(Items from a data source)
■ ■ ■ ■ ■

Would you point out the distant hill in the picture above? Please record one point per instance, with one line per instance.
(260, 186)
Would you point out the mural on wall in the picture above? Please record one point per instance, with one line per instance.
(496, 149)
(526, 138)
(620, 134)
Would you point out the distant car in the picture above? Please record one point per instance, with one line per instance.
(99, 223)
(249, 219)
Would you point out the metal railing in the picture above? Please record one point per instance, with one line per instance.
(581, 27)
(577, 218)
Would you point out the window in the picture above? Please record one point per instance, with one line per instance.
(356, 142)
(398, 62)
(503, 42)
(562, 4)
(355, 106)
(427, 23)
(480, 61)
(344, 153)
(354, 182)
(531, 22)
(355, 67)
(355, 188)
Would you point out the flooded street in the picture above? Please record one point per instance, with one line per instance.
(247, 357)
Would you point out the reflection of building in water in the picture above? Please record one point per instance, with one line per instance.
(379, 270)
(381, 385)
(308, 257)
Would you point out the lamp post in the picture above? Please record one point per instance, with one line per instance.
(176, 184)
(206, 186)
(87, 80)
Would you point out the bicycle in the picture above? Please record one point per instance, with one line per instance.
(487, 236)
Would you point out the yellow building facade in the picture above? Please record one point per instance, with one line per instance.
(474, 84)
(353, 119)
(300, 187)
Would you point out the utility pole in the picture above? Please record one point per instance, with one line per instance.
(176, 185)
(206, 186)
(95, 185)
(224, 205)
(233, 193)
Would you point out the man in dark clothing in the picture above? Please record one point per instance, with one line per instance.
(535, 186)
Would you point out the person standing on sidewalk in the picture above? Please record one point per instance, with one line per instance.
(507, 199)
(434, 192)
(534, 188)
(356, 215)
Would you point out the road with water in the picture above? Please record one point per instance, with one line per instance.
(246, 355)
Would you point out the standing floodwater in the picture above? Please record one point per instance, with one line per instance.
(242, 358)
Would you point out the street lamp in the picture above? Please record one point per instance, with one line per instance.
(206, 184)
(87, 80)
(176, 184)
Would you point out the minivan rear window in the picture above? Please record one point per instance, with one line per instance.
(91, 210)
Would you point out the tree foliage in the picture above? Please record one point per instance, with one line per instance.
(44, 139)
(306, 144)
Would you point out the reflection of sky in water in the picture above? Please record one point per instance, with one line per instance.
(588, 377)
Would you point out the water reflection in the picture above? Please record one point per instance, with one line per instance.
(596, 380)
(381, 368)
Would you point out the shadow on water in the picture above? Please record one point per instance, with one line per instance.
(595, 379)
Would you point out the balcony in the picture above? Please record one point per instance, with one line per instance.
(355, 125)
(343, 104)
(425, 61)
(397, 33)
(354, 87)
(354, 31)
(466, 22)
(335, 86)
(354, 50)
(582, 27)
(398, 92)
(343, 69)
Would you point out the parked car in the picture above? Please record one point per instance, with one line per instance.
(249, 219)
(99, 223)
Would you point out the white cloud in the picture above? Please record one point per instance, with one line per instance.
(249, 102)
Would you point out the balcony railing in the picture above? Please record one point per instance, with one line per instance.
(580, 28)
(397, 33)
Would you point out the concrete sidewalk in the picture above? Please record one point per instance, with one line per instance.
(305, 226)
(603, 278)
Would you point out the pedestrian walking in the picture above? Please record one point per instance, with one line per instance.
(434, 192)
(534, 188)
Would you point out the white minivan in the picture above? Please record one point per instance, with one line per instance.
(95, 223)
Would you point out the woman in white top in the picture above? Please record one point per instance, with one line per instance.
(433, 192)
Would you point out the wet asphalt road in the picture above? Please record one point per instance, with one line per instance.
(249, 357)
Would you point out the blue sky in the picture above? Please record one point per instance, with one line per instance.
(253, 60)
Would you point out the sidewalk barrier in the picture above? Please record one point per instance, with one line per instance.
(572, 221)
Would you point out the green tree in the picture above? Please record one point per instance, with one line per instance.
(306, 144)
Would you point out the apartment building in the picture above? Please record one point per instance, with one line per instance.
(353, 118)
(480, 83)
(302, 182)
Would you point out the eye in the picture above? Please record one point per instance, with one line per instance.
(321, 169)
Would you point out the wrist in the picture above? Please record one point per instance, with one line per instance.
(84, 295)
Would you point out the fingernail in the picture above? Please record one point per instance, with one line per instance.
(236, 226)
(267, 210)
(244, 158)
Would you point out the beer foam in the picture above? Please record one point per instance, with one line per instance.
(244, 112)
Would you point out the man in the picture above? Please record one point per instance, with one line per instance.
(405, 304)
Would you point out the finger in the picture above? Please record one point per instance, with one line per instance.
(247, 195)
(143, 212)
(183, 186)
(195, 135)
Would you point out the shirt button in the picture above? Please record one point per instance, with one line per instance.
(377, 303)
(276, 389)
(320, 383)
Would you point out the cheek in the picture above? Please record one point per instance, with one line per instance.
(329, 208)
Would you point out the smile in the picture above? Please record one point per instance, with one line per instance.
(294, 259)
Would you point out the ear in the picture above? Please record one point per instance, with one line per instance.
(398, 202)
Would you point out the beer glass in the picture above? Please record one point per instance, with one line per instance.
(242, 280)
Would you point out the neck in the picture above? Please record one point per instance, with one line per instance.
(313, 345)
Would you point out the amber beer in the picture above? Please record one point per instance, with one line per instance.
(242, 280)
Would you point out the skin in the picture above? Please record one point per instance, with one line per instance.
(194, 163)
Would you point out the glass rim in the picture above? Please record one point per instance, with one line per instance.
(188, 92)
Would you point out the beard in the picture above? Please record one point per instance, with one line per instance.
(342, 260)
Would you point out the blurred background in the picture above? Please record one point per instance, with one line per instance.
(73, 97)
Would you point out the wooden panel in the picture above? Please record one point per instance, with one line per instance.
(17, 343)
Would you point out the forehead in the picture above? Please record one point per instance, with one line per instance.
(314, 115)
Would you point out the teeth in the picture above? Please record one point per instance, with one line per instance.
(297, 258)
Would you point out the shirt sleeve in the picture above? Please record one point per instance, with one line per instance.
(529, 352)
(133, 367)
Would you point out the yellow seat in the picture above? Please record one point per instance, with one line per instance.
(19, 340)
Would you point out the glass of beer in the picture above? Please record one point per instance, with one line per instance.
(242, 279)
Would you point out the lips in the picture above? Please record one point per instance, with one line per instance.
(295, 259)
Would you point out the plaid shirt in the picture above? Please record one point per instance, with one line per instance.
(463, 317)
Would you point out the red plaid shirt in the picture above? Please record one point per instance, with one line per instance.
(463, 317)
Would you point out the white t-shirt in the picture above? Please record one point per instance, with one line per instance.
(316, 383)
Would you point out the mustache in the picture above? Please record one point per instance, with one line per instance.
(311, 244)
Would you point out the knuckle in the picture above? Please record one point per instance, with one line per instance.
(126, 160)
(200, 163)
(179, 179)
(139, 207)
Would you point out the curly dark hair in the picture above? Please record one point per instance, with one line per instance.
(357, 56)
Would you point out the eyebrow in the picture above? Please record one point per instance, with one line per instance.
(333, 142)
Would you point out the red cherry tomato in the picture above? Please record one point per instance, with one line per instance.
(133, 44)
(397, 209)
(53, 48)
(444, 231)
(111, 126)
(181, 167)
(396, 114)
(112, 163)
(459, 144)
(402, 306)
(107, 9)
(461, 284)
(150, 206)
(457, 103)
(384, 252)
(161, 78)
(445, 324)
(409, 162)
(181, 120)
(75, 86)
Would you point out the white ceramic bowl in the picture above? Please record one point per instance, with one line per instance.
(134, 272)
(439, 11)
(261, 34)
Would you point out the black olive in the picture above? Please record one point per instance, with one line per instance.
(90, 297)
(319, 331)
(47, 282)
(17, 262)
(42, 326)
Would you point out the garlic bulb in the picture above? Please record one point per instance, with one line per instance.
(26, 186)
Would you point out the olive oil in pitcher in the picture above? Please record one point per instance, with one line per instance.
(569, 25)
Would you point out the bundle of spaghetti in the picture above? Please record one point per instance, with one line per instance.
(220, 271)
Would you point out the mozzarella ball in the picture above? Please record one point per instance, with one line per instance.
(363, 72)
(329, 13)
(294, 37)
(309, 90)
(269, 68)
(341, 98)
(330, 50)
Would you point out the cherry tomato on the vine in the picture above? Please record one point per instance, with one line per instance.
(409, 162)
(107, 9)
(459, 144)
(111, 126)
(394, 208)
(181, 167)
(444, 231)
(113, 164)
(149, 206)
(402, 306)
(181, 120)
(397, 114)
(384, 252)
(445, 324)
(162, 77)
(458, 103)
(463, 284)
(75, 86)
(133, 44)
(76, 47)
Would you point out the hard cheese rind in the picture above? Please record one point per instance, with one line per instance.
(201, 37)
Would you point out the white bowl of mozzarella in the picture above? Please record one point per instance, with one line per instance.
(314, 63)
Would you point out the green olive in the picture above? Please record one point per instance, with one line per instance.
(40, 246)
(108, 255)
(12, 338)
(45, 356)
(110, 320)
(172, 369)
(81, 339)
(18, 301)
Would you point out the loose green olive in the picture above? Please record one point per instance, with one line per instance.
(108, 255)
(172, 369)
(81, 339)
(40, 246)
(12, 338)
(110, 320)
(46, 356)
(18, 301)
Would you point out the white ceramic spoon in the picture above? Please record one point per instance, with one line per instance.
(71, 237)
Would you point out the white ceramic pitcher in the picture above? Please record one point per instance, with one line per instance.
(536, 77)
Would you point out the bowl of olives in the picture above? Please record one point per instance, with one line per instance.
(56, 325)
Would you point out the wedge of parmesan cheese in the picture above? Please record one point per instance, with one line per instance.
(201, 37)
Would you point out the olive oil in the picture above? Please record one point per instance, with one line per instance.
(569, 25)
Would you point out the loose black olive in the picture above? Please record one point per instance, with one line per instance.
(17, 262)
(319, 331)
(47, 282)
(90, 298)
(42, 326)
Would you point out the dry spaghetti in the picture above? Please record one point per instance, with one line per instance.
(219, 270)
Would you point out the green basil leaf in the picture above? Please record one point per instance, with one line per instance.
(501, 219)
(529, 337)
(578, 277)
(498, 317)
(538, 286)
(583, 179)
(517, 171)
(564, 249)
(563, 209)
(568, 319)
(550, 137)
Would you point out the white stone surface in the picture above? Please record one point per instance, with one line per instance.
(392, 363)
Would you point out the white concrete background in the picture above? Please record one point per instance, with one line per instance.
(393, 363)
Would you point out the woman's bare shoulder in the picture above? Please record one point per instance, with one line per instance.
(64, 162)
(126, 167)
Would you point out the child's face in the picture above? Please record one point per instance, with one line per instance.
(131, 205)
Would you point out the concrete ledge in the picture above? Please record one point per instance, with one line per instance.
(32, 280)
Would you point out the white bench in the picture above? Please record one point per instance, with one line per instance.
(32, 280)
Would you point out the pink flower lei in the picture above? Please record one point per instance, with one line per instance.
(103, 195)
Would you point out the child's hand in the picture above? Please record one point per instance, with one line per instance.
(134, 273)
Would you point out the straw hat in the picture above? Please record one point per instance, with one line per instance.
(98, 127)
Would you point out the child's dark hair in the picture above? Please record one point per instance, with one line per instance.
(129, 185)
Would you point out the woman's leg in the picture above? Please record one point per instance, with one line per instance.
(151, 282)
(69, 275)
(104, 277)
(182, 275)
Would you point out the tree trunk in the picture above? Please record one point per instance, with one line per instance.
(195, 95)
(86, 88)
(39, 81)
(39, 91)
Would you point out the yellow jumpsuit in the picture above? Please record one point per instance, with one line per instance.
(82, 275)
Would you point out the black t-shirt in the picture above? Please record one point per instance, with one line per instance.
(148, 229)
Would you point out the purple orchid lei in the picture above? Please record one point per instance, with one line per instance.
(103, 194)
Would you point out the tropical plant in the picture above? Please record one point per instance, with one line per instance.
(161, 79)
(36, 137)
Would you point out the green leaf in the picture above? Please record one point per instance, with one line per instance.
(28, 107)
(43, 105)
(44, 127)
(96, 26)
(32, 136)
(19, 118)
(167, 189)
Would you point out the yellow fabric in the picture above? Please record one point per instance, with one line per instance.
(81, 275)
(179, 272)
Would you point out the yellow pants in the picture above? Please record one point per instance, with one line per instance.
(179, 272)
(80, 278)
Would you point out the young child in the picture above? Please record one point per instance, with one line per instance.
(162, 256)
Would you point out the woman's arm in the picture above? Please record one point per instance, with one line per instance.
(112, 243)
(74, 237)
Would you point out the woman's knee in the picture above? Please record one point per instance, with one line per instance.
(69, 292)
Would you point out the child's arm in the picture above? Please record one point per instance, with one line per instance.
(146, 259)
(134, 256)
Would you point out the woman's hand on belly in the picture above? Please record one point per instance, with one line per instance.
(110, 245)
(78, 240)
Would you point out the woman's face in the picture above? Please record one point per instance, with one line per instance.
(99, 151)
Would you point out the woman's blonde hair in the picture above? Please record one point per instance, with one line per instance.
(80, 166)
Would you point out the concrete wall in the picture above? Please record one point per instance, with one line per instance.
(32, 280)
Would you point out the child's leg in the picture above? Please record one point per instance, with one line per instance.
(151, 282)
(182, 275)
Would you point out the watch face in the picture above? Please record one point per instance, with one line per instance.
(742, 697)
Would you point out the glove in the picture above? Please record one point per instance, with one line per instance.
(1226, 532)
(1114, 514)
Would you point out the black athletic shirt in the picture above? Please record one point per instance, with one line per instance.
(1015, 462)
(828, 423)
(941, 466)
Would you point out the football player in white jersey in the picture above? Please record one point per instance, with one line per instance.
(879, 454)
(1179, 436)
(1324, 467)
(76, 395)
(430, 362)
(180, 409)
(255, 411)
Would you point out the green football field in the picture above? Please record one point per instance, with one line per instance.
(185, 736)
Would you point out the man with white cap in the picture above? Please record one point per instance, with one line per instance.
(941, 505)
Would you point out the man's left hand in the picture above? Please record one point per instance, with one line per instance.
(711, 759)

■ ■ ■ ■ ■

### WORK TO COMPLETE
Lines from the one containing "Would you point out the man's" to the end of the data are to be printed exactly, including the first and last.

### REPLY
Would you point out the man's left hand in the picture above? Please record one point per instance, with one line per instance.
(711, 759)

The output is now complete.